--- START ---
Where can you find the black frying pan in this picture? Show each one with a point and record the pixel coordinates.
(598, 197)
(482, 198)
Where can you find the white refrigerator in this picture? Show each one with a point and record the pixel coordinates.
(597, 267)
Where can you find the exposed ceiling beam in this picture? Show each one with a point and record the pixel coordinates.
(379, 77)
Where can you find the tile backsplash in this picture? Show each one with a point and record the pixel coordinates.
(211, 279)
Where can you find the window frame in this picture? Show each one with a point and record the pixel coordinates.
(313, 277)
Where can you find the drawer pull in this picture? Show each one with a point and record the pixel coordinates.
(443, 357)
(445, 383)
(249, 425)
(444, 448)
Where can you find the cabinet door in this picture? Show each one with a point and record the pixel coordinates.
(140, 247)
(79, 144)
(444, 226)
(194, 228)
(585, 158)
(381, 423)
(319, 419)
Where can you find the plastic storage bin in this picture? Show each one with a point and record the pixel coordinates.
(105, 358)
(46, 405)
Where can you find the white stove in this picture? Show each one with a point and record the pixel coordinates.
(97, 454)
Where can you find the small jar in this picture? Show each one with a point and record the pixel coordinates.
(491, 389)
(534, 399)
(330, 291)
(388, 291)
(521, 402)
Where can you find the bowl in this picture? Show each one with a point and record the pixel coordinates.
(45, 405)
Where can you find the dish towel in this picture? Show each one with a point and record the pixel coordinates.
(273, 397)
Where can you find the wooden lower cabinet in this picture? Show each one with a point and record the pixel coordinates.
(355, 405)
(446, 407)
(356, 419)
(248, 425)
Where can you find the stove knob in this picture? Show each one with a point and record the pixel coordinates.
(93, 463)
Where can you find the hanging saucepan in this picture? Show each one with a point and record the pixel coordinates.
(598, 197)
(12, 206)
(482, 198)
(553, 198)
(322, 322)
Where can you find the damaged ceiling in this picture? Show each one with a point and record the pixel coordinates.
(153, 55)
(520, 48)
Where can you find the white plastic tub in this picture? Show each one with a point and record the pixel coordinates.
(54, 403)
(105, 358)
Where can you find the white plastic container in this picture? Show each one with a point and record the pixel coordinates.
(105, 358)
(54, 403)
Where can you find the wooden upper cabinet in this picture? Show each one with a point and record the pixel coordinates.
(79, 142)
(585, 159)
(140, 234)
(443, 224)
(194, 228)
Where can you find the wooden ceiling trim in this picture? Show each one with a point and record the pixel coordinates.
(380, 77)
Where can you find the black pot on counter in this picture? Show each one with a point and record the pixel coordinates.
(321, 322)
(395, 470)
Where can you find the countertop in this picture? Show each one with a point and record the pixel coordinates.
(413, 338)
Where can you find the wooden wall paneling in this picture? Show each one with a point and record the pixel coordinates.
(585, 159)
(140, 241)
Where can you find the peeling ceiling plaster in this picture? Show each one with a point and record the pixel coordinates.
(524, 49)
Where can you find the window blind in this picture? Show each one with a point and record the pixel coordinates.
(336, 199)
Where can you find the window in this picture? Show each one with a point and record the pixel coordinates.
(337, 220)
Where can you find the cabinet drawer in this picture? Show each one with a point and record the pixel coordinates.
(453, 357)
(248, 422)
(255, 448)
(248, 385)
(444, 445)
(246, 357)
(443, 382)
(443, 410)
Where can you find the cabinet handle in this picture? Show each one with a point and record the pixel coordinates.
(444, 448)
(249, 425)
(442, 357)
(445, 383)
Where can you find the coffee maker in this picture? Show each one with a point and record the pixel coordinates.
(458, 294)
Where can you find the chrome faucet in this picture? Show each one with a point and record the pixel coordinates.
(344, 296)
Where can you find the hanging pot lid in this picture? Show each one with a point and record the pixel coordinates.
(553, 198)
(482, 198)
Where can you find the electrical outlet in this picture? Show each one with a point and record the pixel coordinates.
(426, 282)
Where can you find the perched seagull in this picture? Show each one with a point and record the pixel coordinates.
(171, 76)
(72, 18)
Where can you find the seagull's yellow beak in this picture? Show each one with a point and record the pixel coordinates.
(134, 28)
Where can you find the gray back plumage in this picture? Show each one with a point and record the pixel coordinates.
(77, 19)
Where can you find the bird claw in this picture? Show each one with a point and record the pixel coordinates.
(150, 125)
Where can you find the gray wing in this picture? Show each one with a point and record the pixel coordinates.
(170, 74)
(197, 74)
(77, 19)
--- END ---
- What is needed
Each line from the one with "Where can you find the chrome" through the last line of the records must be written out word for word. Include nothing else.

- Response to the task
Where can you find the chrome faucet in this picture? Show each one with a point and record the pixel coordinates.
(344, 296)
Where can you find the hanging pot lid in this picture? Show each one with a point and record the pixel coordinates.
(553, 198)
(482, 198)
Where can you find the electrical outlet in this picture? Show each one with a point and record the pixel coordinates.
(426, 282)
Where can you find the perched seagull in this picture? Show each one with a point and record the pixel coordinates.
(171, 76)
(72, 18)
Where can you find the seagull's yellow beak in this picture? Show each one with a point and record the pixel coordinates.
(134, 28)
Where can you find the gray back plumage in this picture? Show each one with a point and record the pixel coordinates.
(77, 19)
Where can you find the bird claw in this picture? Show each one with a point and record the pixel coordinates.
(150, 125)
Where can you find the gray wing in this picture? Show each one with a point and record the pixel coordinates.
(170, 74)
(197, 74)
(77, 19)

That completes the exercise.